EXERCISE AIM =
Copy out every line of the records in which "tree" can be found.

Natural-language object grounding data:

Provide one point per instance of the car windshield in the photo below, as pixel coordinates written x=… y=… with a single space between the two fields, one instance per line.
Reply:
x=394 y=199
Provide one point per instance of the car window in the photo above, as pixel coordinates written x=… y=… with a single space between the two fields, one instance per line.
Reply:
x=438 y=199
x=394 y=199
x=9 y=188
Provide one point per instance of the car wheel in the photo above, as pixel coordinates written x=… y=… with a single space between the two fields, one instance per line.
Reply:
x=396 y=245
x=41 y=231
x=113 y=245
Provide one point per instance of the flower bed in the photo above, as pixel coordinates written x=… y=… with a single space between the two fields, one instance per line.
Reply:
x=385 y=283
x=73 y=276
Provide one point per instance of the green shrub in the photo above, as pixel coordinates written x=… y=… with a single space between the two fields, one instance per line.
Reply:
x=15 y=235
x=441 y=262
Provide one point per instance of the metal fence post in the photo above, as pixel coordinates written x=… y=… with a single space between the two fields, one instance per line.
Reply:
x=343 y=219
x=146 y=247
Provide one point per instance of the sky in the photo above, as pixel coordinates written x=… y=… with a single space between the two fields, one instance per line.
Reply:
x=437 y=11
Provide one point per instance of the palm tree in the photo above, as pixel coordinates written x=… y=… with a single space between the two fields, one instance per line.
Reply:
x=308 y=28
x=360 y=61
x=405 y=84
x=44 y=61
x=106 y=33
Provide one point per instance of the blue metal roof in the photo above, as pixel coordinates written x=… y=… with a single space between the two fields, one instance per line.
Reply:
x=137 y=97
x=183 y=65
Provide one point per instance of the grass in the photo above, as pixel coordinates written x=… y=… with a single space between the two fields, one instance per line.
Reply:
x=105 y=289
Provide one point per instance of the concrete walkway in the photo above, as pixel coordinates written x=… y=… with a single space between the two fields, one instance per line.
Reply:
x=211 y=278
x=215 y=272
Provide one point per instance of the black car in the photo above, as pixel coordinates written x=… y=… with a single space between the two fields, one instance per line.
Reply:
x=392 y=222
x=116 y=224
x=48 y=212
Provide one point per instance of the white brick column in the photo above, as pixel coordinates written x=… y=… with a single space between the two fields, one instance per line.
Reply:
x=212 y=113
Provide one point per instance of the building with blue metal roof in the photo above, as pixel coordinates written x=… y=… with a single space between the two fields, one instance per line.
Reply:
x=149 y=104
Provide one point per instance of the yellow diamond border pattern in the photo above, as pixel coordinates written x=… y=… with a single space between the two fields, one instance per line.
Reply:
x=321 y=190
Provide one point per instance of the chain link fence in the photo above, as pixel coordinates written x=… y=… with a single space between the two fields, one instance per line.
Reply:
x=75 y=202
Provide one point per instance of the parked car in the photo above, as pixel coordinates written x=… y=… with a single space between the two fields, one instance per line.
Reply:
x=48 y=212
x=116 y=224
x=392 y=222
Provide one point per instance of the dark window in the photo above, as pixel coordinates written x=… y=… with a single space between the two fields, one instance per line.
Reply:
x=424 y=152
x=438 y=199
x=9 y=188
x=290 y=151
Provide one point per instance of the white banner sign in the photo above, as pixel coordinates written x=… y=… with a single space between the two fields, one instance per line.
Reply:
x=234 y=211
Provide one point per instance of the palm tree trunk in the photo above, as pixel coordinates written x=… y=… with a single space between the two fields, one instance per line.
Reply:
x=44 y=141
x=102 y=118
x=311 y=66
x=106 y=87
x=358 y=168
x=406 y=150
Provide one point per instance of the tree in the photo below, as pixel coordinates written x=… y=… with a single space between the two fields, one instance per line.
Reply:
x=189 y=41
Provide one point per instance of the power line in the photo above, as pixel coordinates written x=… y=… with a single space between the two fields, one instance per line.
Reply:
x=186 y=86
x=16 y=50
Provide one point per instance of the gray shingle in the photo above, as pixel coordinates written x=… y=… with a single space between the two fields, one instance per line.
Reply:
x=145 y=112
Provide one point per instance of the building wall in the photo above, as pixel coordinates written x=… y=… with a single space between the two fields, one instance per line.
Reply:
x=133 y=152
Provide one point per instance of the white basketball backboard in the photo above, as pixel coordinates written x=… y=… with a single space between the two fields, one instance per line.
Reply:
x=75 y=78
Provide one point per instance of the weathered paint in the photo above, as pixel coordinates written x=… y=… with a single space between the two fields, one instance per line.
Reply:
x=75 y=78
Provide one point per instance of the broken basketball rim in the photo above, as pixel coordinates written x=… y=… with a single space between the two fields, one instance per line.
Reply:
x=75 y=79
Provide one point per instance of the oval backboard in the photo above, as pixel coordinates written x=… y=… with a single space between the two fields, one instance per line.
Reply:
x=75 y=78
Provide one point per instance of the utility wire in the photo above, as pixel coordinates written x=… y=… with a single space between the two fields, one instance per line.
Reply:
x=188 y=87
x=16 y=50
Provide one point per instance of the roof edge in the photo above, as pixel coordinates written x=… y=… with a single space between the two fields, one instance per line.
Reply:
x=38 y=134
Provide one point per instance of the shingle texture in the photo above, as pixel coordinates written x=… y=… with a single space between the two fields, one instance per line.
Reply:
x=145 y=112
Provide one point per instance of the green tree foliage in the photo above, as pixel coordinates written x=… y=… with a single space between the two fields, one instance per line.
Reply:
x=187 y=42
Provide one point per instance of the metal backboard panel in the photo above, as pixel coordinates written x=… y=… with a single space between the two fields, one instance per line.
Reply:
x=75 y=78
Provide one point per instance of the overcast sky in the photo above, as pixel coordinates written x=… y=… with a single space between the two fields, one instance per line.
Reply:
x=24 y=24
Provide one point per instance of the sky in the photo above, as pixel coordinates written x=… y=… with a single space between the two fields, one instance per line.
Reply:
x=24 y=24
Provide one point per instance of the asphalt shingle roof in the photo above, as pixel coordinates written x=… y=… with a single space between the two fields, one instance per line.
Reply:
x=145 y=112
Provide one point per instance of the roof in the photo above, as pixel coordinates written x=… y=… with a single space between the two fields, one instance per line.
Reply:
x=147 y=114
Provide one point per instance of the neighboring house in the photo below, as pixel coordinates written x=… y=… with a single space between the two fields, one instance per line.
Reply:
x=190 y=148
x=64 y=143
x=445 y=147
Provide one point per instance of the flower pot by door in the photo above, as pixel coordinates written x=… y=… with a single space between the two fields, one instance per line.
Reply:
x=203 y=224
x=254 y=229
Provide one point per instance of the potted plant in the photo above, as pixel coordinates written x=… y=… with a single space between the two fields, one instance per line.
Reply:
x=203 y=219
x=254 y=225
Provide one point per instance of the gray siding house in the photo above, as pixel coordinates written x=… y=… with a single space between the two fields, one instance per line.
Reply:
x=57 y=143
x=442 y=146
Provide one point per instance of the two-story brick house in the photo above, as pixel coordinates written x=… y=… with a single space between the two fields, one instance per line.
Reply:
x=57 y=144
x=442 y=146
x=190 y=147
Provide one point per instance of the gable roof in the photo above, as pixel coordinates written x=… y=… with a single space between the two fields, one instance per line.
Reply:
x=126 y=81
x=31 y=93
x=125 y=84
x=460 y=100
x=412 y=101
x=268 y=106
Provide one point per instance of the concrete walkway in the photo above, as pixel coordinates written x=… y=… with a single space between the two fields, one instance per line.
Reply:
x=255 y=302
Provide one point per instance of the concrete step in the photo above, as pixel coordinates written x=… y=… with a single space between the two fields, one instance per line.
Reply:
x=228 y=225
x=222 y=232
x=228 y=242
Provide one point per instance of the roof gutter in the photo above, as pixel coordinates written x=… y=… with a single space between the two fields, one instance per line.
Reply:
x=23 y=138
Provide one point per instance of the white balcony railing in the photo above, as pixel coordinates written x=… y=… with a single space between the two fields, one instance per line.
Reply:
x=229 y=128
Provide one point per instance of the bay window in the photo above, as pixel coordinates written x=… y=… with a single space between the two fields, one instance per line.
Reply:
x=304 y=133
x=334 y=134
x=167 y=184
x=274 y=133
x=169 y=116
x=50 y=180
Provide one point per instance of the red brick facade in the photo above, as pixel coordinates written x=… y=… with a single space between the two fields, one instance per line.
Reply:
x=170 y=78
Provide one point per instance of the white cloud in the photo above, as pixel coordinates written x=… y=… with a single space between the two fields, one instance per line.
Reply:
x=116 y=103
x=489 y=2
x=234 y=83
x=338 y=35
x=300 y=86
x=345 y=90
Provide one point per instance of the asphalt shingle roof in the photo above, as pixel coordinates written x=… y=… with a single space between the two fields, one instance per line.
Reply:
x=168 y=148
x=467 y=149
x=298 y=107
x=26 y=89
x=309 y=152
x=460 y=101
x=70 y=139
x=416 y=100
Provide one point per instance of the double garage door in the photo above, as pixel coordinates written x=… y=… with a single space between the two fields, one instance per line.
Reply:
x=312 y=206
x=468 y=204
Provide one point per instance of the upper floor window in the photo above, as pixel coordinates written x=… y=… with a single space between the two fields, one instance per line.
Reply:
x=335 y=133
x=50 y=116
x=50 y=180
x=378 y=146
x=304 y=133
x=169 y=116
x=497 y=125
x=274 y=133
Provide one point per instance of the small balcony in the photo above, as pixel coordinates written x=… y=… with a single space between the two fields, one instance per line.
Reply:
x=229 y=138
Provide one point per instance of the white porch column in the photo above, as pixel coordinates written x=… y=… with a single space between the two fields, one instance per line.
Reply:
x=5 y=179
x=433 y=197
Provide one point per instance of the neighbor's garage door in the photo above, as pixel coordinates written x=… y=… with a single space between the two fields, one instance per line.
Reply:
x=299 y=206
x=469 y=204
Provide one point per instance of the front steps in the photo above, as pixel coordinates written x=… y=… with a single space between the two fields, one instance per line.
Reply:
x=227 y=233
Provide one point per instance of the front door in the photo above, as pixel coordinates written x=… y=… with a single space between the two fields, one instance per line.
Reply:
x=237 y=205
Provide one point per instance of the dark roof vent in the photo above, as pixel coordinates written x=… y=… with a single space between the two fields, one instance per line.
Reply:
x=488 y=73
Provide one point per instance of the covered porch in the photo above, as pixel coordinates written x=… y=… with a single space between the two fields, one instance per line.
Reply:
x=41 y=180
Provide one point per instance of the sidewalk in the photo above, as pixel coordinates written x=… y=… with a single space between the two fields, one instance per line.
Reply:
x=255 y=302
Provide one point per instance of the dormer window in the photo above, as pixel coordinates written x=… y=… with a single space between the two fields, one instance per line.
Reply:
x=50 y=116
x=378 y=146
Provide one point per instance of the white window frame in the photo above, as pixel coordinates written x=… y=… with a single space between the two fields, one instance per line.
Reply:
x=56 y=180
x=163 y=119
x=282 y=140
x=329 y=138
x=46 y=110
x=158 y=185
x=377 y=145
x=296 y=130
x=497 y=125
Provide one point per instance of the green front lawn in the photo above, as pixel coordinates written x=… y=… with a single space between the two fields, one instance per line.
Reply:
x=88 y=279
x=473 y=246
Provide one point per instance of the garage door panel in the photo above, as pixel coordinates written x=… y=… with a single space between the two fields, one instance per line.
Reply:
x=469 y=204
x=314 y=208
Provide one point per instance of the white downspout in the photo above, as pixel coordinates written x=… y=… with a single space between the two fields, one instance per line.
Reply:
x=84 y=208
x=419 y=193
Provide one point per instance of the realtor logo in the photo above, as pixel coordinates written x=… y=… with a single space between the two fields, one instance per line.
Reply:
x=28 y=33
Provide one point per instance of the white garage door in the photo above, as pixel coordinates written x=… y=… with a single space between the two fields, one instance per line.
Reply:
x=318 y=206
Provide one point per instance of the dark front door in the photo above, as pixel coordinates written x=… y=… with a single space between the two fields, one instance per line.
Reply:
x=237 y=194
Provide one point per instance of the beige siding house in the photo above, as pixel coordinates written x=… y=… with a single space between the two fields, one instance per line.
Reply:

SOLUTION TO THIS PROBLEM =
Provide one point per instance of the palm tree in the photo above, as pixel coordinates written x=… y=… with a single space between the two fields, one instance per line.
Provide one point per instance of the palm tree trunk in the photo above, as pixel coordinates written x=… y=… with a single space between the two fields, one instance per line.
Provide one point per instance of the tree in the photo below, as pixel coordinates written x=… y=… with a single space between the two fields, one instance per line.
Provide one point per instance of the green tree foliage in the photo above, as pixel coordinates written x=… y=… with a single space between the two fields, one instance per line.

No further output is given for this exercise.